● Task to complete
Convert the material below into a numbered list with one item per line, omitting any blank lines.
◆ ◆ ◆ ◆ ◆ ◆ ◆
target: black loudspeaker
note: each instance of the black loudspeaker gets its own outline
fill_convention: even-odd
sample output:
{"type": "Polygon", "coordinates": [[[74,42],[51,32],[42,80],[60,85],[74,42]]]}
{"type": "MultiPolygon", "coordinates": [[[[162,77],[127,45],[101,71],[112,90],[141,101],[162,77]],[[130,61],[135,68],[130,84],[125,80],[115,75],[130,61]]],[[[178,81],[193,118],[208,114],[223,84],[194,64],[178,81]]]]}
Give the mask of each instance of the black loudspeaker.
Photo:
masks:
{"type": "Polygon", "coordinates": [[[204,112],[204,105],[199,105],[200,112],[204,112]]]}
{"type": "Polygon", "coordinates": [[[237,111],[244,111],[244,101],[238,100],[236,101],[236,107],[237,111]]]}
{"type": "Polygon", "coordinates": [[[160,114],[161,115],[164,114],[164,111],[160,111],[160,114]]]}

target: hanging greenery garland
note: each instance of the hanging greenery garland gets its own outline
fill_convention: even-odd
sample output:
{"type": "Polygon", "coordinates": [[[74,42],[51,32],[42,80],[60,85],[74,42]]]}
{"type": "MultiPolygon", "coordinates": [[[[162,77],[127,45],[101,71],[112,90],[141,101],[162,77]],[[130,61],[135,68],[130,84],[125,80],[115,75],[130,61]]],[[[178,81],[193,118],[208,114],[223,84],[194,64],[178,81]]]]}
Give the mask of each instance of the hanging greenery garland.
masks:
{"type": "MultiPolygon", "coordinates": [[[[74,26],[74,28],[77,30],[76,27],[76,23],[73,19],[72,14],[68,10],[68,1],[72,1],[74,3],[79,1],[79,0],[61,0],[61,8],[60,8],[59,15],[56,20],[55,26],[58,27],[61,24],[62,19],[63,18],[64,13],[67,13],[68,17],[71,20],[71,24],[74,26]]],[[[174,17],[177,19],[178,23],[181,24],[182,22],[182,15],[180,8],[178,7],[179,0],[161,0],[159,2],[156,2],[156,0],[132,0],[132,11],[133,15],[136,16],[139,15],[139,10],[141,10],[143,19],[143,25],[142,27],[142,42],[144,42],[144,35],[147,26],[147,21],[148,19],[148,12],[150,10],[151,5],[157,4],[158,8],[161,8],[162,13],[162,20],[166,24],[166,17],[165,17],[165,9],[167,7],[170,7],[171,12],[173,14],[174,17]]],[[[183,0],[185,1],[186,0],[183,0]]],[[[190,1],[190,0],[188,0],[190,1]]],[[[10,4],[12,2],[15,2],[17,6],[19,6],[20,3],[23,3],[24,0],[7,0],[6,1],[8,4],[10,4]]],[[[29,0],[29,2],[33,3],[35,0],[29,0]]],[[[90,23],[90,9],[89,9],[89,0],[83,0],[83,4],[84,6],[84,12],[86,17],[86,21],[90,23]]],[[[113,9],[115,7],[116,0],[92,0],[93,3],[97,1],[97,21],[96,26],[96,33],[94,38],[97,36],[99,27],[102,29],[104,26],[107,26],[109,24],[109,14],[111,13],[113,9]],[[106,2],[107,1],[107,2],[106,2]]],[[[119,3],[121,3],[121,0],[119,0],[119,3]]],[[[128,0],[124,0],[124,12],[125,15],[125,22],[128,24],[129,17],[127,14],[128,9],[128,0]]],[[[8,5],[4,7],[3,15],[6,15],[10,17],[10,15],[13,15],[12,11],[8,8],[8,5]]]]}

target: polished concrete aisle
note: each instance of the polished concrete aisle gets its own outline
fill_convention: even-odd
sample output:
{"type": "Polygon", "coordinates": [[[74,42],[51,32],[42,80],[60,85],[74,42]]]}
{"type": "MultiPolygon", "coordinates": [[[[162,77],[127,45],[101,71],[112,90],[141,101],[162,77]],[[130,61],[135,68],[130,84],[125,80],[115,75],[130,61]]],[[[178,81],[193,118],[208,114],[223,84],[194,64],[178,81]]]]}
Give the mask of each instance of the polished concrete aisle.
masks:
◆ ◆ ◆ ◆ ◆ ◆ ◆
● Written solution
1. target: black loudspeaker
2. note: each instance of the black loudspeaker gets its own outline
3. fill_convention: even-odd
4. sample output:
5. {"type": "Polygon", "coordinates": [[[74,42],[51,32],[42,80],[60,85],[74,42]]]}
6. {"type": "MultiPolygon", "coordinates": [[[[162,77],[127,45],[101,71],[112,90],[141,101],[162,77]],[[130,61],[135,68],[130,84],[125,80],[115,75],[130,61]]],[[[178,81],[193,118],[208,114],[223,84],[194,64],[178,81]]]]}
7. Give the mask of each instance of the black loudspeaker.
8. Photo:
9. masks:
10. {"type": "Polygon", "coordinates": [[[204,112],[204,105],[199,105],[200,112],[204,112]]]}
11. {"type": "Polygon", "coordinates": [[[237,111],[244,111],[244,101],[238,100],[236,101],[236,107],[237,111]]]}
12. {"type": "Polygon", "coordinates": [[[160,114],[161,115],[164,114],[164,111],[160,111],[160,114]]]}
13. target: hanging greenery garland
14. note: each instance of the hanging greenery garland gets its own outline
15. fill_convention: even-odd
16. sample output:
17. {"type": "Polygon", "coordinates": [[[74,42],[51,32],[42,80],[60,85],[74,42]]]}
18. {"type": "MultiPolygon", "coordinates": [[[[162,77],[127,45],[101,71],[112,90],[141,101],[162,77]],[[130,61],[135,68],[130,84],[125,80],[115,75],[130,61]]],[[[178,81],[193,118],[208,114],[223,84],[194,64],[178,81]]]]}
19. Give the mask of each instance of the hanging greenery garland.
20. masks:
21. {"type": "MultiPolygon", "coordinates": [[[[74,26],[74,28],[77,30],[76,27],[76,23],[73,19],[72,14],[68,10],[68,1],[72,1],[74,3],[79,1],[79,0],[61,0],[61,8],[60,8],[59,15],[56,20],[55,26],[58,27],[61,24],[62,19],[63,18],[64,13],[67,13],[68,17],[71,20],[71,24],[74,26]]],[[[174,17],[177,19],[178,23],[181,24],[182,22],[182,15],[180,8],[178,7],[179,0],[161,0],[159,2],[156,2],[156,0],[132,0],[132,11],[133,15],[136,16],[139,15],[139,10],[141,10],[143,19],[143,25],[142,27],[142,42],[144,42],[144,35],[147,26],[147,21],[148,19],[148,12],[150,10],[151,5],[157,4],[158,8],[161,8],[162,13],[162,20],[166,24],[166,17],[165,17],[165,9],[167,7],[170,7],[171,12],[173,14],[174,17]]],[[[183,0],[185,1],[186,0],[183,0]]],[[[190,1],[190,0],[188,0],[190,1]]],[[[10,4],[12,2],[15,2],[17,6],[19,6],[20,3],[23,3],[24,0],[7,0],[6,1],[8,4],[10,4]]],[[[29,0],[29,2],[33,3],[35,0],[29,0]]],[[[90,23],[90,9],[89,9],[89,0],[83,0],[83,4],[84,6],[84,12],[86,17],[86,21],[90,23]]],[[[113,9],[115,7],[116,0],[92,0],[93,3],[97,1],[97,21],[96,26],[96,33],[94,38],[97,36],[99,27],[102,29],[104,26],[107,26],[109,24],[109,14],[111,13],[113,9]],[[106,2],[107,1],[107,2],[106,2]]],[[[119,3],[121,3],[121,0],[119,0],[119,3]]],[[[128,0],[124,0],[124,12],[125,15],[125,22],[128,24],[129,17],[127,14],[128,9],[128,0]]],[[[8,5],[4,7],[3,15],[6,15],[10,17],[10,15],[13,15],[12,11],[8,8],[8,5]]]]}
22. target: polished concrete aisle
23. note: each instance of the polished concrete aisle gets its own outline
24. fill_convention: even-odd
25. sample output:
26. {"type": "Polygon", "coordinates": [[[74,42],[51,32],[42,80],[60,85],[74,42]]]}
27. {"type": "MultiPolygon", "coordinates": [[[[162,77],[127,45],[101,71],[112,90],[141,101],[162,77]],[[130,61],[135,68],[130,84],[125,80],[115,75],[130,61]]],[[[178,81],[193,118],[208,114],[223,84],[194,64],[178,81]]]]}
28. Give the mask of each instance of the polished concrete aisle.
29. masks:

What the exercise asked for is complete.